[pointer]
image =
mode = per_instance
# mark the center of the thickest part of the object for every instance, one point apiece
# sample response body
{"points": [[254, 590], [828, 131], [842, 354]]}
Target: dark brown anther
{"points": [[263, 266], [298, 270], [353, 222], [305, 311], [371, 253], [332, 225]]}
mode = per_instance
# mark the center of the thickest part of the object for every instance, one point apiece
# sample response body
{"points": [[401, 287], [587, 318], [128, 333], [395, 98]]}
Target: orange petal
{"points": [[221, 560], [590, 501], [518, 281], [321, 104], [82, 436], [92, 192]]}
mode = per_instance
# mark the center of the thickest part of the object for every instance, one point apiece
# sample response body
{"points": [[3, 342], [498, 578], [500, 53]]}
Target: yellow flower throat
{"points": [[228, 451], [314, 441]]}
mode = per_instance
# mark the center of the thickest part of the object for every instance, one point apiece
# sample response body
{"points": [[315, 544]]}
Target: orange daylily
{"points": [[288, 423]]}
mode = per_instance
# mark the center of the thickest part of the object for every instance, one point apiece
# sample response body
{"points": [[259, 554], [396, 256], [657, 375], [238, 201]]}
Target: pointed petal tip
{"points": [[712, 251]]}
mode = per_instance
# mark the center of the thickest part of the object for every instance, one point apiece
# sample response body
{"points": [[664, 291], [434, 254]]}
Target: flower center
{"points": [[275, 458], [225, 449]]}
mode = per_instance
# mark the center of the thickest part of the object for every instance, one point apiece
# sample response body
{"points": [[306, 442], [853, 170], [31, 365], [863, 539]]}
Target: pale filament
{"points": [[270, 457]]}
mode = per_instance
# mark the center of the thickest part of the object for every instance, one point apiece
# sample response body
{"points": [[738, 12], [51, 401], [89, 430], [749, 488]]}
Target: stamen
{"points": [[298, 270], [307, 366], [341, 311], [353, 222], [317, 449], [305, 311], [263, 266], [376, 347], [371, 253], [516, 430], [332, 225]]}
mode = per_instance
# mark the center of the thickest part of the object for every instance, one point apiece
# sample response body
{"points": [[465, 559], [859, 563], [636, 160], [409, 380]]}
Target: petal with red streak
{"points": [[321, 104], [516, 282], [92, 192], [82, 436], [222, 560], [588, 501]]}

---

■ Written exercise:
Print the records above exactly as they appear.

■ Completed task:
[pointer]
image =
mode = per_instance
# mark the center of the thickest part of the object for every instance, one point apiece
# sample response body
{"points": [[254, 590], [828, 131], [842, 354]]}
Target: dark brown anther
{"points": [[263, 266], [298, 270], [353, 222], [305, 311], [371, 253], [332, 225]]}
mode = per_instance
# mark the center of the thickest part of the object for every instance, one point apiece
# sample response body
{"points": [[401, 287], [587, 318], [128, 333], [395, 98]]}
Target: orange petal
{"points": [[221, 560], [590, 501], [518, 281], [321, 104], [82, 436], [92, 192]]}
mode = per_instance
# mark the center of the thickest part of the object for every instance, one point apiece
# sample response body
{"points": [[3, 342], [498, 578], [500, 53]]}
Target: yellow flower throat
{"points": [[228, 451], [314, 441]]}
mode = per_instance
# mark the center of the thickest part of the object for every instance, one point apiece
# sample response body
{"points": [[315, 544]]}
Target: orange daylily
{"points": [[288, 423]]}
mode = per_instance
# mark the center of the thickest part of the object for every instance, one point apiece
# sample response body
{"points": [[259, 554], [396, 256], [657, 375], [238, 201]]}
Target: pointed petal tip
{"points": [[712, 251]]}
mode = per_instance
# mark the center of the thickest part of the object for every instance, one point apiece
# sample response body
{"points": [[664, 291], [434, 254]]}
Target: flower center
{"points": [[275, 458], [225, 449]]}
mode = per_instance
# mark the center of the thickest part of the object for every instance, one point apiece
# sample response body
{"points": [[306, 442], [853, 170], [31, 365], [863, 539]]}
Target: pale filament
{"points": [[270, 457]]}
mode = per_instance
# mark the center of the thickest part of the object for every instance, one point apiece
# sample response body
{"points": [[738, 12], [51, 401], [89, 430], [749, 488]]}
Target: stamen
{"points": [[298, 270], [307, 366], [341, 311], [353, 222], [317, 449], [305, 311], [263, 266], [376, 347], [371, 253], [516, 430], [332, 225]]}
mode = per_instance
# mark the center of the thickest part of the object for every instance, one point apiece
# sample response body
{"points": [[465, 559], [859, 563], [636, 160], [409, 380]]}
Target: petal with red streak
{"points": [[321, 104], [516, 282], [92, 192], [82, 436], [222, 560], [588, 501]]}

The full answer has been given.